## TASK GOAL
Of the lines in the data below, write out exactly those from the one holding "The component shall return one point per instance of the clasped" through the one holding "The component shall return one point per instance of the red", both included.

Data entries:
Start of Block

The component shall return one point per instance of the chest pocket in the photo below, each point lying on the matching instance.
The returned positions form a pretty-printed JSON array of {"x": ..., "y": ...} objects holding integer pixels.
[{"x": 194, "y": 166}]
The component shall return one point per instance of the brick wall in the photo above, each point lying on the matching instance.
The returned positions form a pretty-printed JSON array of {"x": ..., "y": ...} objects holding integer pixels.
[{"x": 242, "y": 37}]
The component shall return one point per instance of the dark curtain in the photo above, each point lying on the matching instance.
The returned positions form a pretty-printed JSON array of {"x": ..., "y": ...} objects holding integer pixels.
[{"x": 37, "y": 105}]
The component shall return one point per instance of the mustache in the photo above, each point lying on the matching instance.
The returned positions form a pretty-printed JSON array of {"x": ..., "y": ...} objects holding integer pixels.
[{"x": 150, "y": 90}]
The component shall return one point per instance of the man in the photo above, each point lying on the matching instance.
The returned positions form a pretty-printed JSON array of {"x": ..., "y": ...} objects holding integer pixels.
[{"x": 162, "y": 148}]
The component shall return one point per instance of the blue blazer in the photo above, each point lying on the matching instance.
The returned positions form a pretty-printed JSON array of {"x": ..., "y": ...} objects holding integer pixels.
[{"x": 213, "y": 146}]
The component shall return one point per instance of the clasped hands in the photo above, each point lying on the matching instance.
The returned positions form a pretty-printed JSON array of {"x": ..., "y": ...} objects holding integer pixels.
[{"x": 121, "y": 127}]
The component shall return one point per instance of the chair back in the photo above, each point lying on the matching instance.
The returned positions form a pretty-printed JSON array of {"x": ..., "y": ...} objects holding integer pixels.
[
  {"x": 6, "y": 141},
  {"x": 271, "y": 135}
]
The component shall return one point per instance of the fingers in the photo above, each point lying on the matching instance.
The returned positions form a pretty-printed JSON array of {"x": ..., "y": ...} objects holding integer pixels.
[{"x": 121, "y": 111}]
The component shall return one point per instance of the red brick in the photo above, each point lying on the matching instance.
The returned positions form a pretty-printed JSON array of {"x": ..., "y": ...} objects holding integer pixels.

End of Block

## ANSWER TO THE PROBLEM
The component shall return one point per instance of the clasped hands in the photo above, each point lying on the matching instance.
The returned positions form a pretty-printed JSON array of {"x": ..., "y": ...} objects holding integer pixels.
[{"x": 121, "y": 127}]
The component shall return one point per instance of the chair back in the photo above, each point lying on the matching instance.
The returned positions form a pretty-printed JSON array of {"x": ..., "y": ...} objects holding integer pixels.
[
  {"x": 6, "y": 141},
  {"x": 271, "y": 135}
]
The component shall return one point per instance of the fingers in the photo above, each point lying on the matching instance.
The returned positions form a pretty-printed JSON array of {"x": ..., "y": ...} objects holding integer pixels.
[{"x": 121, "y": 111}]
The component shall return one point per instance of the red brick in the photo above, each point lying on the matching instance.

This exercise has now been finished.